## WHAT NEEDS TO BE DONE
The records that follow need to be output exactly as they are.

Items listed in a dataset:
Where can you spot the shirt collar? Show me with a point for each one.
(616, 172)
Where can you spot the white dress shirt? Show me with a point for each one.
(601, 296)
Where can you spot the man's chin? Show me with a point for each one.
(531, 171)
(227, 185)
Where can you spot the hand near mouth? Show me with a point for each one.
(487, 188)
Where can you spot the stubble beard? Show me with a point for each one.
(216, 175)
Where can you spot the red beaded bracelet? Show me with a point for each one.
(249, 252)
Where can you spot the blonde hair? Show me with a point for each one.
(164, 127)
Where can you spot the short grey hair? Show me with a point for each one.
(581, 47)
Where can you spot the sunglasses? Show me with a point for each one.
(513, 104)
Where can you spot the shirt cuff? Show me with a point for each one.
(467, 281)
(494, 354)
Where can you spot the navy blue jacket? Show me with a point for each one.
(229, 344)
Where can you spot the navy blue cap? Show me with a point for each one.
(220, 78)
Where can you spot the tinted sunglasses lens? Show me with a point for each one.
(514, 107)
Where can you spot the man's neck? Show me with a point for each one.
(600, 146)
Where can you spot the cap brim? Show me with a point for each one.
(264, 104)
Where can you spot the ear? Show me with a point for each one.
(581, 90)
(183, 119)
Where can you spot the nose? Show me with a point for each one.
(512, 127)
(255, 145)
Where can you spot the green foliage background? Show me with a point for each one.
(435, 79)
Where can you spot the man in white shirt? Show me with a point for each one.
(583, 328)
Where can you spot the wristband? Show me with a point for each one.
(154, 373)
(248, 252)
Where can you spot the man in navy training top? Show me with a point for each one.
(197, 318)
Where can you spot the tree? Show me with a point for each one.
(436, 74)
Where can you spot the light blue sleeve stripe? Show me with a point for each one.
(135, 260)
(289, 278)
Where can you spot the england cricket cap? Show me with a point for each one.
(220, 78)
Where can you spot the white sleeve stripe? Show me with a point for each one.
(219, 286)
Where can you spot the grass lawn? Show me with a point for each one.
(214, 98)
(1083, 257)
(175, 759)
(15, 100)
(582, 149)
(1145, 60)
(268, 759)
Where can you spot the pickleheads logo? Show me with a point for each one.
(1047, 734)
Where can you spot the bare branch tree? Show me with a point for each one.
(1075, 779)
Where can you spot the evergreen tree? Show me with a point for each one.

## ANSWER TO THE PROBLEM
Where can you spot the shirt collar? Show me with a point for each one.
(616, 172)
Where can you spot the white dress shirt? Show me with a point for each one.
(601, 296)
Where can you spot the man's chin? Show me with a point for each one.
(531, 171)
(227, 185)
Where can you spot the hand near mouth? Show me with a point for each one.
(487, 188)
Where can you spot the stubble beard? Show me with a point for each one.
(216, 175)
Where can you spot the red beaded bracelet? Show me with a point for each one.
(249, 252)
Where can you spot the blonde hair? Show me with a point for each one.
(164, 127)
Where can you spot the short grey hair? Show me with a point for each one.
(581, 47)
Where can you spot the sunglasses? Show me with a point for each one.
(513, 104)
Where can you spot the shirt cuff? Show me with a point for each one.
(467, 281)
(494, 354)
Where can you spot the navy blue jacket? Show me with a point for each one.
(229, 344)
Where can you spot the navy blue cap? Show me with a point for each one.
(220, 78)
Where can you spot the tinted sunglasses lens? Show me with a point for each one.
(514, 107)
Where can you spot the man's neck? Show me with a point for each one.
(600, 146)
Where can you spot the cap brim? Show me with a point for each one.
(264, 104)
Where can you spot the ear? Show me with a point for each one.
(581, 90)
(183, 119)
Where can you spot the nose? Show me with a point for each one.
(512, 127)
(255, 145)
Where can you spot the green foliage background? Show me with a point for each one.
(435, 79)
Where can you spot the man in white shirt? Show me with a point for each one.
(583, 328)
Where can you spot the wristband? Show me with a point for each one.
(154, 373)
(248, 252)
Where can you spot the man in navy training top? Show me with a point for each one.
(197, 318)
Where can you spot the tree? Show me with a point for each one.
(436, 74)
Where can you spot the light blue sleeve stripe? Show me with a point for each one.
(135, 260)
(289, 278)
Where can you spot the england cricket cap? Show me with a point for each one.
(220, 78)
Where can you spot the white sleeve stripe? Show me with a point for each one.
(219, 286)
Where can you spot the grass lawn? Show me with a point for each one.
(214, 98)
(1083, 257)
(175, 759)
(15, 100)
(582, 149)
(1145, 60)
(268, 759)
Where can you spot the pickleheads logo? Show me with a point for each one.
(1047, 734)
Where can you spot the bare branch tree? Show me with a point for each one.
(1075, 779)
Where can you spot the evergreen tree? Show me with a point for each one.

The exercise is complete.